* ABOUT THIS EXERCISE *
Edit the article on CTE and football from the passage starting at "Researchers and doctors" and ending at "risk of CTE.", replacing "CTE" with "chronic traumatic encephalopathy", and write out the edited passage.

* TEXT FOR ANALYSIS *
By Josh Katzowitz | NFL Writer

When researchers studied Junior Seau's brain after his suicide, they found CTE. (USATSI)
When researchers studied Junior Seau's brain after his suicide, they found CTE. (USATSI)

Researchers and doctors have gone to great lengths in the past several years to show the connection between former NFL players who have suffered physically and mentally in their post-career lives, chronic traumatic encephalopathy, and the idea that playing the game caused it. But a new study says there isn't enough evidence to show a link between CTE and football.

According to researchers from Loyola University Medical Center, via CBS Washington, there's only limited evidence that shows playing football increases the risk of CTE.

More from CBS Washington:

A previous study, of 3,439 retired NFL players, who played at least 5 seasons between 1959 and 1988, researchers found that the overall risk of death associated with neurodegenerative disorders was three times higher among these retired than players than the general U.S. population. Alzheimer's disease and ALS was four times higher for the NFL players.

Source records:
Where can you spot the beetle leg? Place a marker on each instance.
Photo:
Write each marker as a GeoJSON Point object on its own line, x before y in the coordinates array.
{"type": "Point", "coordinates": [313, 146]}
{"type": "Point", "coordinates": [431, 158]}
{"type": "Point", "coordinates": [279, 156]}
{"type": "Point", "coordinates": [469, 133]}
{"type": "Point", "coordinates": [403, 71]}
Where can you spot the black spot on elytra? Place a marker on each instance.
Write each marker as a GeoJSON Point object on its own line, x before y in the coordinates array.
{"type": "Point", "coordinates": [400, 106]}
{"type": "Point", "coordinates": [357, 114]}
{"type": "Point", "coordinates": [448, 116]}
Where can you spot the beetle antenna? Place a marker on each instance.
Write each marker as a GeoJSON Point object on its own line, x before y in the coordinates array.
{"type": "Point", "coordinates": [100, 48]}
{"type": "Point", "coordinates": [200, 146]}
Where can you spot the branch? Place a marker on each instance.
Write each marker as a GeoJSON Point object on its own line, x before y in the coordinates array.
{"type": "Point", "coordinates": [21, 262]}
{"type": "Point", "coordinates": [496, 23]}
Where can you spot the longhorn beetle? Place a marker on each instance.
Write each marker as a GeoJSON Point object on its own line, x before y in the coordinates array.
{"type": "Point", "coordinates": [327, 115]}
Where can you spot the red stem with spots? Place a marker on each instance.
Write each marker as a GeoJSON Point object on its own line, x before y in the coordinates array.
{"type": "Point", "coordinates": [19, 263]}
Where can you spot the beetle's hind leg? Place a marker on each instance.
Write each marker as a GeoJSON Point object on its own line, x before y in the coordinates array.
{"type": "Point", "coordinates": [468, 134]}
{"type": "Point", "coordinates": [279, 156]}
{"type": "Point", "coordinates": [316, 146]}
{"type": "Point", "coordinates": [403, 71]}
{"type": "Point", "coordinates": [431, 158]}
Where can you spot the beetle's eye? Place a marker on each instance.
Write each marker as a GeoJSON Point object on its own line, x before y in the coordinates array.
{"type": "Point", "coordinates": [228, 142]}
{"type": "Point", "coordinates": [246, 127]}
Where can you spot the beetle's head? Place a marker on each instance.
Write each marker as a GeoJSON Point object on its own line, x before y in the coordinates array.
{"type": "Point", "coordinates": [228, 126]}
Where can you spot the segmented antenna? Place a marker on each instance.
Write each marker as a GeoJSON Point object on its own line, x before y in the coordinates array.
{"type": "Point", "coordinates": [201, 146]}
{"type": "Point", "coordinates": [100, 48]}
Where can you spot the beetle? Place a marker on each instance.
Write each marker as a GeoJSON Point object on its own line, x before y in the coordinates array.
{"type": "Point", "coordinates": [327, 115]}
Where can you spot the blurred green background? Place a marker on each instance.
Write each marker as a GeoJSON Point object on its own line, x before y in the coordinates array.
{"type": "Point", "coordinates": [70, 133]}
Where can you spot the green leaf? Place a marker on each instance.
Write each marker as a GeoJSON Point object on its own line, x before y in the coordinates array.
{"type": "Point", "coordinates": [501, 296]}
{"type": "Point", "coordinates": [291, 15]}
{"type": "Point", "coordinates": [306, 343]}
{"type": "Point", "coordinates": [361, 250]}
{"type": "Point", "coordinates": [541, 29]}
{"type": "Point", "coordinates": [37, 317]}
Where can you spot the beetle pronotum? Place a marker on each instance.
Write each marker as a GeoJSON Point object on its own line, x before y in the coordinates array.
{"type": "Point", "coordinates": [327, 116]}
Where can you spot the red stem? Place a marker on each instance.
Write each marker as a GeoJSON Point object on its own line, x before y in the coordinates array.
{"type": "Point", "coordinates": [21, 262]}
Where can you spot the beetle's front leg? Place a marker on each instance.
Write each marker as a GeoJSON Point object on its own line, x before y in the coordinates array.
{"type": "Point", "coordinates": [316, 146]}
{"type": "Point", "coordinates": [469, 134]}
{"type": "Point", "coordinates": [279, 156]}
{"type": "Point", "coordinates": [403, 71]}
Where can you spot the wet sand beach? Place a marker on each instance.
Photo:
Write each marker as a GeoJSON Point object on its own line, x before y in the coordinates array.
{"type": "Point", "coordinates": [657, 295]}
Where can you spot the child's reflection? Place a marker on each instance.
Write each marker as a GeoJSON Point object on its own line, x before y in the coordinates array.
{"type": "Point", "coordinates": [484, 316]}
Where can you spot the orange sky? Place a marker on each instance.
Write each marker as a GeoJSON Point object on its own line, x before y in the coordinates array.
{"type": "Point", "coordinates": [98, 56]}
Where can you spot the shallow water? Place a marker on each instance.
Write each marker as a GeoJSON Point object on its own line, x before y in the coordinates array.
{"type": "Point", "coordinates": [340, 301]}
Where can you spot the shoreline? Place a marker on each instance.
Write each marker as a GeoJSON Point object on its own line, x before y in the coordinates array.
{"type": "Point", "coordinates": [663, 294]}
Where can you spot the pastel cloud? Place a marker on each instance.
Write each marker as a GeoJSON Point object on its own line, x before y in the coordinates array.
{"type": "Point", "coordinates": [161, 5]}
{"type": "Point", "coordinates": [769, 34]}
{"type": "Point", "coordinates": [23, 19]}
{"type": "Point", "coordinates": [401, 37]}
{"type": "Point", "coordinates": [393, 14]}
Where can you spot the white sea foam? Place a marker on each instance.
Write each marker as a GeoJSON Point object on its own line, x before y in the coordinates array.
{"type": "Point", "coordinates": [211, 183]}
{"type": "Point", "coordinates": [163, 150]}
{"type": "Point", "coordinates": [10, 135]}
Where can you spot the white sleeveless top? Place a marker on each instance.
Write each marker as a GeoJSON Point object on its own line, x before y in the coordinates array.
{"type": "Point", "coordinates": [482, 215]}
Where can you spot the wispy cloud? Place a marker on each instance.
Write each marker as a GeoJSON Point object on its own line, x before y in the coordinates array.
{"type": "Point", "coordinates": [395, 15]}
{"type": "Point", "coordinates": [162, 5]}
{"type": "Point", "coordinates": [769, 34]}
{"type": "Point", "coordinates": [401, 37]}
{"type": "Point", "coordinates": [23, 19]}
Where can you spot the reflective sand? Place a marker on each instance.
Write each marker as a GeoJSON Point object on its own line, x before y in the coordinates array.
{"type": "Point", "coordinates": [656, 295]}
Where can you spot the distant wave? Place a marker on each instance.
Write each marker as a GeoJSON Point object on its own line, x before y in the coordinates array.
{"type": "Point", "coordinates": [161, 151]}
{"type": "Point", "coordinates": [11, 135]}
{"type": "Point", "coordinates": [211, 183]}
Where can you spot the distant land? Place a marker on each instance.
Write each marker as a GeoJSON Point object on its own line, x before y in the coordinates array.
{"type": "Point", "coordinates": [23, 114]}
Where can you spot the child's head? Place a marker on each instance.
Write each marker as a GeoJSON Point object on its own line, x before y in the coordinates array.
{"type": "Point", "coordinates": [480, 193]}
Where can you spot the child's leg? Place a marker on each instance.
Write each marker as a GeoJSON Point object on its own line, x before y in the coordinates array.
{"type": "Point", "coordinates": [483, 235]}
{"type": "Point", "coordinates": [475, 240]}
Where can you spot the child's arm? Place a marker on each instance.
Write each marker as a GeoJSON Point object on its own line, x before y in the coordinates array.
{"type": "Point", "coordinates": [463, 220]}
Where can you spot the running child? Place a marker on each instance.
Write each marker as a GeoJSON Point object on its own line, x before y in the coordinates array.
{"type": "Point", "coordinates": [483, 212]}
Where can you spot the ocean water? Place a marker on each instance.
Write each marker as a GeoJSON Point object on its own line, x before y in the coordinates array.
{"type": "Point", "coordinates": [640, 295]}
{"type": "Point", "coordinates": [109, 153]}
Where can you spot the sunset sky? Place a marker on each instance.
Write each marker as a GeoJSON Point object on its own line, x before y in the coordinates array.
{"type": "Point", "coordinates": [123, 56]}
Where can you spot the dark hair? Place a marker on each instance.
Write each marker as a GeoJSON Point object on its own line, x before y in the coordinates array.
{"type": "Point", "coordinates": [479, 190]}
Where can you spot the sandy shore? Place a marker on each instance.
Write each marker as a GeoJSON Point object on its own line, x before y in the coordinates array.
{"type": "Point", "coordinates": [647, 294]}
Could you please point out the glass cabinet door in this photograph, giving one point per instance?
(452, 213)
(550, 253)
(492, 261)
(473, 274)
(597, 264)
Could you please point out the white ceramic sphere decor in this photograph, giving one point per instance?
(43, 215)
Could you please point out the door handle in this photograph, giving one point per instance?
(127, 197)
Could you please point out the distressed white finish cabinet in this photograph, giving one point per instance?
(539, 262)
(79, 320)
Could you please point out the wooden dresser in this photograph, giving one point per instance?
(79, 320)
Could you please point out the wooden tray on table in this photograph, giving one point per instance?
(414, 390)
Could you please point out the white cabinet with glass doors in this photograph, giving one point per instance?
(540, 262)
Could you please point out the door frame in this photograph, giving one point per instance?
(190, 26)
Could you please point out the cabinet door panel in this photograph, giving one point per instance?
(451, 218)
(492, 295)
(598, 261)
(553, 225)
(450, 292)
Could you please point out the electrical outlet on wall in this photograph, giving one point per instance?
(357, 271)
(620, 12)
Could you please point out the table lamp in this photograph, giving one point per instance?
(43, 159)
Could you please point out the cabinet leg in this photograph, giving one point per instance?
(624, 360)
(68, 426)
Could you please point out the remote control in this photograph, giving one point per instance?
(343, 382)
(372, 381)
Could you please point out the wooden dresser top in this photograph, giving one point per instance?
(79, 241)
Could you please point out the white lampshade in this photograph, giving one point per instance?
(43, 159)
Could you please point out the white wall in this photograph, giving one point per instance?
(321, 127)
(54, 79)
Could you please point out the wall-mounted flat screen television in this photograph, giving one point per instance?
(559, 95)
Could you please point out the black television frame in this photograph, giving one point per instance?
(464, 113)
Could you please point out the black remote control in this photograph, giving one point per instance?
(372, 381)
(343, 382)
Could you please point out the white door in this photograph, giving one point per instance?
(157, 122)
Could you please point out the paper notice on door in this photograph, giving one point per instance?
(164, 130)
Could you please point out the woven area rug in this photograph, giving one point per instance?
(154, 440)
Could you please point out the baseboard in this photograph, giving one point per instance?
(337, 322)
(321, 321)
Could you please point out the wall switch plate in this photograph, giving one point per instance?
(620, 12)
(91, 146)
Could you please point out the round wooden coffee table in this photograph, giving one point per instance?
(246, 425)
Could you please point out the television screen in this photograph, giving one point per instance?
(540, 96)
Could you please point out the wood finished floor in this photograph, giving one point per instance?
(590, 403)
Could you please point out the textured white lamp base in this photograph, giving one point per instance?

* RESPONSE TO THE EXERCISE *
Researchers and doctors have gone to great lengths in the past several years to show the connection between former NFL players who have suffered physically and mentally in their post-career lives, chronic traumatic encephalopathy, and the idea that playing the game caused it. But a new study says there isn't enough evidence to show a link between chronic traumatic encephalopathy and football.

According to researchers from Loyola University Medical Center, via CBS Washington, there's only limited evidence that shows playing football increases the risk of chronic traumatic encephalopathy.